The task: The required output is the line that contains "the white high-rise building" plus every line after it in the listing below, copied exactly as it appears.

— Start of Task data —

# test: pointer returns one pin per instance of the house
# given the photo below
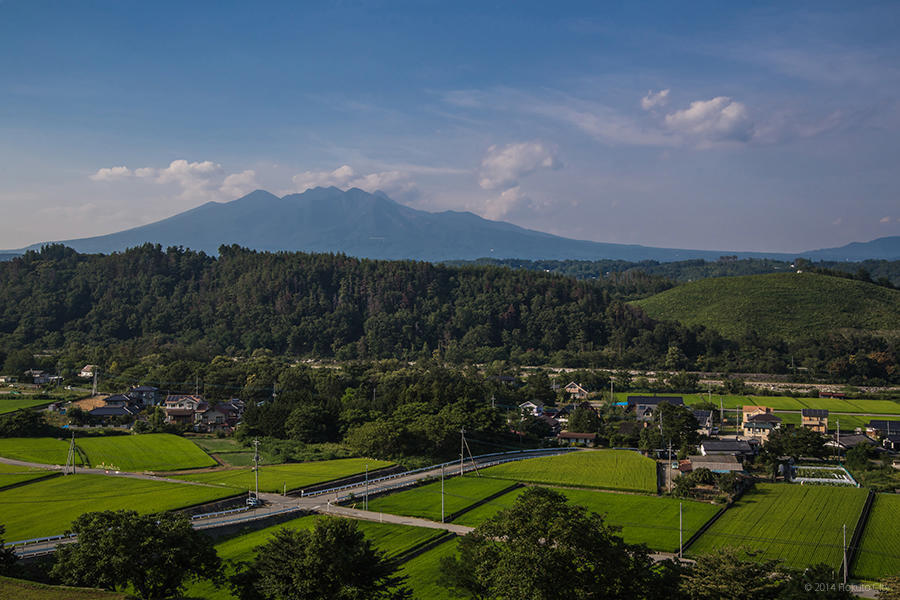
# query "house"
(576, 391)
(704, 421)
(717, 463)
(844, 441)
(815, 419)
(634, 401)
(532, 407)
(577, 439)
(733, 447)
(750, 410)
(880, 427)
(145, 394)
(891, 442)
(761, 425)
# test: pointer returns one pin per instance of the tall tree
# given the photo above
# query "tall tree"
(333, 561)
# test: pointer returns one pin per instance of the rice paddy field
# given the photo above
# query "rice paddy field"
(390, 538)
(274, 478)
(423, 572)
(604, 469)
(146, 452)
(879, 551)
(797, 524)
(11, 474)
(47, 451)
(649, 520)
(424, 501)
(47, 507)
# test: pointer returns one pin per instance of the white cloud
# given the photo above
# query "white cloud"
(501, 168)
(654, 99)
(112, 174)
(718, 120)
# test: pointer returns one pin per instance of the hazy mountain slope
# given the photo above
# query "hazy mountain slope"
(788, 305)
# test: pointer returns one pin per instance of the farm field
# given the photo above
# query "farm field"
(20, 589)
(11, 403)
(879, 550)
(295, 475)
(11, 474)
(392, 539)
(425, 500)
(47, 507)
(146, 452)
(650, 520)
(605, 469)
(798, 524)
(423, 572)
(48, 451)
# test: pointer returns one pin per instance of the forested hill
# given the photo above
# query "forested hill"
(320, 305)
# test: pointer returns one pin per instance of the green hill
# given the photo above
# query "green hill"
(788, 305)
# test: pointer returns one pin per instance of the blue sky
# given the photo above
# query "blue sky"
(696, 125)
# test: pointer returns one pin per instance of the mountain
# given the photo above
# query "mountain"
(786, 305)
(370, 225)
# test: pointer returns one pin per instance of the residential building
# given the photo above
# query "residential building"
(815, 419)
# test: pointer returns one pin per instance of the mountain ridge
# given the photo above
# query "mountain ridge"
(372, 225)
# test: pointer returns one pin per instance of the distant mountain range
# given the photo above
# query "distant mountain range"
(372, 225)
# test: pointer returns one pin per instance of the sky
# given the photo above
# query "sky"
(707, 125)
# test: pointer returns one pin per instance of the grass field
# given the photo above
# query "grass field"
(390, 538)
(147, 452)
(879, 551)
(47, 451)
(650, 520)
(47, 507)
(423, 572)
(19, 589)
(605, 469)
(425, 501)
(10, 474)
(798, 524)
(785, 305)
(295, 475)
(12, 403)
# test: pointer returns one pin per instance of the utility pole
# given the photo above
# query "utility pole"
(845, 554)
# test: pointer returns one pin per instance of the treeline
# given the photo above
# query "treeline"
(880, 272)
(103, 309)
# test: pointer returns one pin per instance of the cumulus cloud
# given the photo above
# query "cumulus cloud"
(501, 168)
(344, 177)
(197, 181)
(112, 174)
(718, 120)
(654, 99)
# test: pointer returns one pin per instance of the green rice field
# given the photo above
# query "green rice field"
(47, 451)
(390, 538)
(605, 469)
(47, 508)
(879, 550)
(146, 452)
(424, 501)
(274, 478)
(797, 524)
(11, 474)
(423, 572)
(649, 520)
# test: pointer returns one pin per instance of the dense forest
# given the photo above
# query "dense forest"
(880, 272)
(147, 299)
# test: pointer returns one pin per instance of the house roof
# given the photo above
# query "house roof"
(654, 400)
(818, 413)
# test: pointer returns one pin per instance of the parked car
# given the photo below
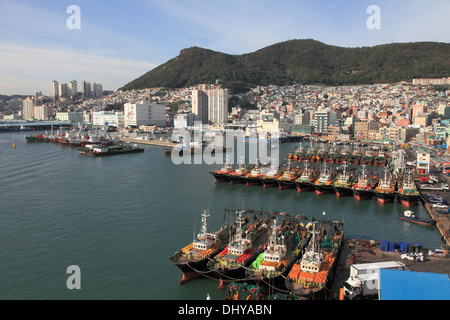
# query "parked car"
(440, 206)
(437, 253)
(412, 256)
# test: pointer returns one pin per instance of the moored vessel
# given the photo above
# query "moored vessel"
(192, 259)
(364, 187)
(306, 180)
(324, 184)
(222, 174)
(100, 150)
(248, 241)
(385, 191)
(284, 247)
(287, 179)
(343, 185)
(407, 193)
(409, 215)
(313, 273)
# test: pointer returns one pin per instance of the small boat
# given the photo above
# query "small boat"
(193, 258)
(325, 182)
(409, 215)
(306, 180)
(222, 174)
(100, 151)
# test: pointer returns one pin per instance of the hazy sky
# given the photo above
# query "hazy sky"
(120, 40)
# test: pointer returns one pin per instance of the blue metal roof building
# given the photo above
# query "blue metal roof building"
(412, 285)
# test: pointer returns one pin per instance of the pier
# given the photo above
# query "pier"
(158, 143)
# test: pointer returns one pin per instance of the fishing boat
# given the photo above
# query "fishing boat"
(269, 178)
(306, 180)
(284, 247)
(193, 258)
(385, 191)
(287, 179)
(35, 138)
(253, 177)
(247, 242)
(237, 176)
(364, 187)
(312, 275)
(101, 151)
(407, 192)
(409, 215)
(343, 185)
(222, 174)
(325, 182)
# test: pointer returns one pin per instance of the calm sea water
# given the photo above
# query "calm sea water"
(120, 218)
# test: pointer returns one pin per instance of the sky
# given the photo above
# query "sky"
(114, 41)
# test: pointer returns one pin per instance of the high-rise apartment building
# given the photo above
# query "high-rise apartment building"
(28, 108)
(73, 90)
(210, 104)
(200, 105)
(144, 113)
(54, 90)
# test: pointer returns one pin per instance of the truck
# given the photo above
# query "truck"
(363, 282)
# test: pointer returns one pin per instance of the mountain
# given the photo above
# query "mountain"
(302, 61)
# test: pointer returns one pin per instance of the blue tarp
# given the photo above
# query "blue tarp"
(412, 285)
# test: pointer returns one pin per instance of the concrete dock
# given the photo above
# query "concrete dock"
(366, 251)
(159, 143)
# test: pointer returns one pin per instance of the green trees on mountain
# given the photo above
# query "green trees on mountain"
(301, 61)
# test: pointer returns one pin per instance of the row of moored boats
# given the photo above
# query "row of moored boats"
(342, 181)
(265, 255)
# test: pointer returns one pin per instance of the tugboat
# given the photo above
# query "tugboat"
(325, 182)
(247, 242)
(253, 177)
(408, 215)
(284, 247)
(237, 176)
(306, 180)
(312, 275)
(100, 151)
(343, 185)
(385, 192)
(35, 138)
(287, 180)
(222, 174)
(269, 179)
(364, 188)
(193, 258)
(408, 193)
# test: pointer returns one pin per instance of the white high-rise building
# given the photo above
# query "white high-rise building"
(28, 108)
(210, 104)
(107, 117)
(43, 112)
(63, 90)
(144, 113)
(200, 105)
(54, 90)
(97, 90)
(217, 105)
(73, 90)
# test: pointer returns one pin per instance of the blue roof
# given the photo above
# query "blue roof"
(412, 285)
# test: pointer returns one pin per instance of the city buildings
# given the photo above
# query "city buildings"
(144, 113)
(108, 118)
(210, 104)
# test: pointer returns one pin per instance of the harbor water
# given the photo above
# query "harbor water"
(119, 219)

— End of Task data —

Solved exercise:
# test: pointer returns one pin per instance of the white high-rise building
# given the photo above
# query "white high-rise building"
(28, 108)
(210, 104)
(107, 117)
(43, 112)
(63, 90)
(144, 113)
(200, 105)
(54, 90)
(97, 90)
(217, 105)
(73, 90)
# test: pointer returns one pin per instance of the blue roof
# given the photo above
# query "blue roof"
(412, 285)
# test: pointer returns one pin per instance of the city buildings
# given the photo above
# query "city buildings"
(144, 113)
(108, 118)
(210, 104)
# test: pointer returns one pin per instance of the harbor water
# given the photo above
# query "harbor water"
(119, 219)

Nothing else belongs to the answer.